**What you need to do:** Render the data as a Markdown table with the columns "Index" and "Entry", starting at the line containing "Greenhouse-scouting request: tag the small" and running through the end of the data, both ends included. Number each line under "Index", put its text under "Entry", and omit any blank lines.

**Input rows:**
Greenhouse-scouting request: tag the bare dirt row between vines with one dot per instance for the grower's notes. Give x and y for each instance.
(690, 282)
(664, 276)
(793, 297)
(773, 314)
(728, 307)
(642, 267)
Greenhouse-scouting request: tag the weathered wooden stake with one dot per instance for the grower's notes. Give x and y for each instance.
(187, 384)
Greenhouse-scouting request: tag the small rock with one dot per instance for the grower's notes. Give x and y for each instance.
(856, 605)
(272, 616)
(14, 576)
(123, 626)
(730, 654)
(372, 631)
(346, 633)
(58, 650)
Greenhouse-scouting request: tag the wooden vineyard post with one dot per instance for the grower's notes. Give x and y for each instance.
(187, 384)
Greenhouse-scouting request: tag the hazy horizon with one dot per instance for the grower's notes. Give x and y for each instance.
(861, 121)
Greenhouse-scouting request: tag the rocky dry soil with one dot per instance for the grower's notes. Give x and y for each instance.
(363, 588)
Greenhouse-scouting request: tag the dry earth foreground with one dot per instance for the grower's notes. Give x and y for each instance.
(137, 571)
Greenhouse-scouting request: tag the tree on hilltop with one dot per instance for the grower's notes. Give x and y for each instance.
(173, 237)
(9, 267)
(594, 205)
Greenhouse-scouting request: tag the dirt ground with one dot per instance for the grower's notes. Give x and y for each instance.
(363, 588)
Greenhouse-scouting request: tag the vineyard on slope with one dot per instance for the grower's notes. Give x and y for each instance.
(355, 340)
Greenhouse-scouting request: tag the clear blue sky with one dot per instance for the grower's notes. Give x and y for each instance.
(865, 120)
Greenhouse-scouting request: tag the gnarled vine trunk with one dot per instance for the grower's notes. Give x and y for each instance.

**Correct response:**
| Index | Entry |
|---|---|
| 1 | Greenhouse-scouting request: tag the small rock with one dot per instance for the grower's notes. Give x and y for each instance. |
| 2 | (856, 605) |
| 3 | (272, 616) |
| 4 | (14, 576) |
| 5 | (123, 626) |
| 6 | (730, 654) |
| 7 | (372, 631) |
| 8 | (346, 633) |
| 9 | (58, 650) |
| 10 | Greenhouse-scouting request: tag the wooden vineyard post with one dot per instance for the grower's notes. Give x and y for each instance. |
| 11 | (187, 384) |
| 12 | Greenhouse-scouting request: tag the hazy horizon with one dot per instance for the grower's notes. Give x and y for each instance. |
| 13 | (861, 121) |
| 14 | Greenhouse-scouting request: tag the rocky dry soil with one dot per instance for the grower's notes. Give x and y for each instance. |
| 15 | (363, 588) |
| 16 | Greenhouse-scouting request: tag the dry earth foreground with one dot per instance for the grower's notes. Give x and y for each instance. |
| 17 | (137, 571) |
| 18 | Greenhouse-scouting request: tag the tree on hilltop with one dot per instance for the grower's notes. Give x and y for each instance. |
| 19 | (173, 237) |
| 20 | (9, 267) |
| 21 | (594, 205) |
| 22 | Greenhouse-scouting request: tag the dirt ground with one dot per instance for the grower's notes. Give x and y for each instance. |
| 23 | (363, 588) |
| 24 | Greenhouse-scouting request: tag the vineyard on slope with one dot per instance for the grower's notes. Give x and y for each instance. |
| 25 | (355, 340) |
| 26 | Greenhouse-scouting request: tag the clear blue sky with one dot per instance for the grower's notes. Give x and y for each instance. |
| 27 | (865, 120) |
| 28 | Greenhouse-scouting request: tag the gnarled vine trunk with one dot per instance for the grower's notes. Give x and y for each instance. |